PROBLEM >> Line by line, transcribe the listing below without omission.

SUPPLIED MATERIAL >>

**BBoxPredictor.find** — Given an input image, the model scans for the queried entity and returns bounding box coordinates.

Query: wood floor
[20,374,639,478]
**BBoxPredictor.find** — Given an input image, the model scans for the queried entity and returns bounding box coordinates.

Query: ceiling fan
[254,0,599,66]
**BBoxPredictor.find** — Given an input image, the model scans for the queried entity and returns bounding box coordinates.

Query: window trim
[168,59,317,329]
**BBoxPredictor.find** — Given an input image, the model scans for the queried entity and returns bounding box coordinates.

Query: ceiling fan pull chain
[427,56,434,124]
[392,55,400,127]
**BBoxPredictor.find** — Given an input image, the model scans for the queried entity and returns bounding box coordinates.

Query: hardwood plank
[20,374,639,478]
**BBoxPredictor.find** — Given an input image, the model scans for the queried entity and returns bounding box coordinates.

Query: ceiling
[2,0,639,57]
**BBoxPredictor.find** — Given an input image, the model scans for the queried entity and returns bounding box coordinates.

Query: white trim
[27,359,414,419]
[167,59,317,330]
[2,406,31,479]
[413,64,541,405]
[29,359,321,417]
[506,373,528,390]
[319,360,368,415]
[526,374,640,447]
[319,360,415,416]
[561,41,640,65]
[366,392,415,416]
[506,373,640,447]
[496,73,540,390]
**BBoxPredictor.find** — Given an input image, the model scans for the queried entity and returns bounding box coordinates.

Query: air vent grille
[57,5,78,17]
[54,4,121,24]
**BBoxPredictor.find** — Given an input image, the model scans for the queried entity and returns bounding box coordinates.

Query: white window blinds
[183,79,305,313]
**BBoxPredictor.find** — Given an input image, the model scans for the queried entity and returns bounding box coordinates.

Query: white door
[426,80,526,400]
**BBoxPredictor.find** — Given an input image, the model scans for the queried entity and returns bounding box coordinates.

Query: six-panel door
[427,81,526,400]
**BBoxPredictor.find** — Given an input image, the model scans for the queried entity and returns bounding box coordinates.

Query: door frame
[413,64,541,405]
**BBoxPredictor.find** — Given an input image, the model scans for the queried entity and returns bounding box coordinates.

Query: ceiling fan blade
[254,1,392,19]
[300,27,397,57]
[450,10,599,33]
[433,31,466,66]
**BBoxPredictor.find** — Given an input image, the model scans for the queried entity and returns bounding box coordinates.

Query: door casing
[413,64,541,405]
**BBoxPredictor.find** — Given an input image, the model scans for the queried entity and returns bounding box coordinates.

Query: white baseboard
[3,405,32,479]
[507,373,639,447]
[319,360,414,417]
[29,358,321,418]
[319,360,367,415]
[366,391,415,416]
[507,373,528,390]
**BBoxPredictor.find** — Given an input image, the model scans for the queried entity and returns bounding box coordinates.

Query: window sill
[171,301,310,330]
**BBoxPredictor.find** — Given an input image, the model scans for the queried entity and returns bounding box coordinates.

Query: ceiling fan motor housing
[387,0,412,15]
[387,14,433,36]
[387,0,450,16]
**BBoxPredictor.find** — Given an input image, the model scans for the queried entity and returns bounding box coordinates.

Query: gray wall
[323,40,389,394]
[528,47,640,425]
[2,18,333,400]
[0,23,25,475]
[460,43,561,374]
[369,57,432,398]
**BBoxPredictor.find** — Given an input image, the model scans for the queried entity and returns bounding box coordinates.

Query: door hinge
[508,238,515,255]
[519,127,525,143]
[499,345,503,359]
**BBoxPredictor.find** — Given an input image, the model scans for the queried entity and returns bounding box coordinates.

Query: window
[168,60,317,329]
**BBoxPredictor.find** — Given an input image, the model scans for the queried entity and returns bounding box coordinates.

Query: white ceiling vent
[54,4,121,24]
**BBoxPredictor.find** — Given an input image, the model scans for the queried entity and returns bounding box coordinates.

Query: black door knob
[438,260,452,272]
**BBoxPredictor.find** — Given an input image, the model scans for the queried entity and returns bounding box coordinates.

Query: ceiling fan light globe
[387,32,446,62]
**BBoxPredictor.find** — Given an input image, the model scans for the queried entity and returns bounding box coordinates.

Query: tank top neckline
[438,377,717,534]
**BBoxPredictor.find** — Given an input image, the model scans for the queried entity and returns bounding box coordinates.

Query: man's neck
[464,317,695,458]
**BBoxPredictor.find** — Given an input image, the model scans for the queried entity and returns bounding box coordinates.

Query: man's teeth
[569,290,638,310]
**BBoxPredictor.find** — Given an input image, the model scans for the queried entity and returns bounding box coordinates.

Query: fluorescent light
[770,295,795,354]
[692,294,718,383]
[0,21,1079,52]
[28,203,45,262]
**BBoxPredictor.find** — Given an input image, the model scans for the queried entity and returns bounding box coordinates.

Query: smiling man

RESULT >>
**BBoxPredictor.find** — Given an input image, the model scans for the queried entity and returns bounding box coordinates.

Query: wood floor
[20,374,639,478]
**BBoxPredictor.find** — Given an input image, the model scans for the queried entity and returns bounding box coordinates.

Query: ceiling fan
[254,0,599,66]
**BBoxPredictor.find** — Given an input image, the model scans for the queried entity and returns bounding box coordinates.

Query: window trim
[168,59,317,329]
**BBoxPredictor.find** — Given an input image, the model scans for the queried entity and returns bounding box coordinates.

Query: ceiling fan pull chain
[427,56,434,124]
[392,55,400,127]
**BBoxPredictor.find** — Given an input image, the model scans for the queried entity and returns bounding box coordinates.

Query: hardwood plank
[20,374,639,478]
**BBoxPredictor.find** — Given an input image, the model scans for the queried entity and returns bounding box coordinates.

Query: ceiling
[2,0,639,57]
**BBoxPredictor.find** — Given an input image, the model scans for the queried entity and returns bounding box coordinates.

Query: white trim
[27,359,414,419]
[167,59,317,330]
[2,406,31,479]
[413,64,541,405]
[29,359,321,417]
[506,373,528,390]
[319,360,368,415]
[526,374,640,447]
[319,360,415,416]
[561,41,640,65]
[366,392,415,416]
[506,373,640,447]
[496,73,540,390]
**BBoxPredictor.find** — Given an input image, the model scans for the queried entity and returns bounding box coordinates.

Query: air vent grille
[57,5,78,17]
[54,4,121,24]
**BBoxPredictor.find** — Given an input image, the model scans for the queried entity and returns bounding box coordinates.

Query: white window blinds
[183,79,305,313]
**BBoxPredictor.find** — Given an input image, the model scans for the queried entity and returns bounding box coordinates.

Query: white door
[426,80,526,400]
**BBoxPredictor.find** — Given an input image, the model scans for the queried entity and returns bounding box coordinates.

Query: six-panel door
[427,81,526,400]
**BBoxPredictor.find** — Given an input image, the model scans for the queried entity and returns bounding box coordinates.

Query: door frame
[413,64,541,405]
**BBoxPredictor.find** — Given an input image, the model scans for the queried entity and returns bounding box coordinates.

Query: ceiling fan blade
[254,1,392,19]
[300,27,397,57]
[450,10,599,33]
[433,31,466,66]
**BBoxPredictor.find** — Given an input image, the model scans for the queried entity and returns bounding box coordinates.

Query: door casing
[413,64,541,405]
**BBoxPredictor.find** — Given an input image, the model scans for the queried entity and returns bounding box coordinates.

Query: white baseboard
[3,405,32,479]
[507,373,639,447]
[319,360,414,417]
[29,358,321,418]
[319,360,367,415]
[366,391,415,416]
[507,373,528,390]
**BBoxPredictor.find** — Given an input image, the model scans for the queried entity and returns bounding box coordinates.

Query: window sill
[171,301,310,330]
**BBoxPredictor.find** — Given an input image, the model scans for the queried entity and returns bounding box coordinates.

Query: ceiling fan motor housing
[387,0,412,15]
[387,14,433,36]
[387,0,450,16]
**BBoxPredictor.find** — Given an input image, the model scans for the queried entity and returns bounding box coordinates.

Query: gray wall
[323,40,389,394]
[528,47,640,425]
[2,18,333,400]
[0,23,25,475]
[460,43,561,374]
[369,57,432,398]
**BBoxPredictor.find** — Given an input image, the model scans for the queried entity and returns bounding box coordinates.

Query: door hinge
[508,238,515,255]
[519,127,525,143]
[499,345,503,359]
**BBoxPredictor.find** — Given an input image, the model scans for the queried entity and returns bounding box coordinates.

Query: window
[168,60,317,329]
**BBoxPredictor.find** — Given an input image, the model scans for the queried entity and returns bounding box coordinates.

Query: white ceiling vent
[54,4,121,24]
**BBoxPredictor.find** — Given an input image, the model scans for the queried entity and returns bounding box coordinates.

Query: black door knob
[438,260,452,272]
**BBoxPredictor.find** — Given an input image, the model scans for the queried entity and returns bounding box coordinates.

Query: ceiling fan light globe
[387,32,446,62]
**BBoxPredictor.find** — Given an input image, the model scans for the queried entity and returns bounding box coordinates.

Query: tank top neckline
[438,377,717,534]
**BBoxPredictor.find** — Given an input image, the model scans for the queried entity and returns bounding box coordinates.

Query: man's neck
[464,317,695,458]
**BBoxPredictor.find** — Given an input image, the model scans for the queried entity and returns bounding box coordinates.

Query: man's teeth
[569,290,638,310]
**BBoxPredictor.find** — Given an input image, the model scans for the queried entity and returns bounding box coordinates.

Query: fluorescent light
[770,295,795,354]
[692,294,718,383]
[0,21,1079,52]
[28,203,45,262]
**BBoxPredictor.find** — Given an input image, the model scans for the queried entity and returns bounding box coordinates.

Query: smiling man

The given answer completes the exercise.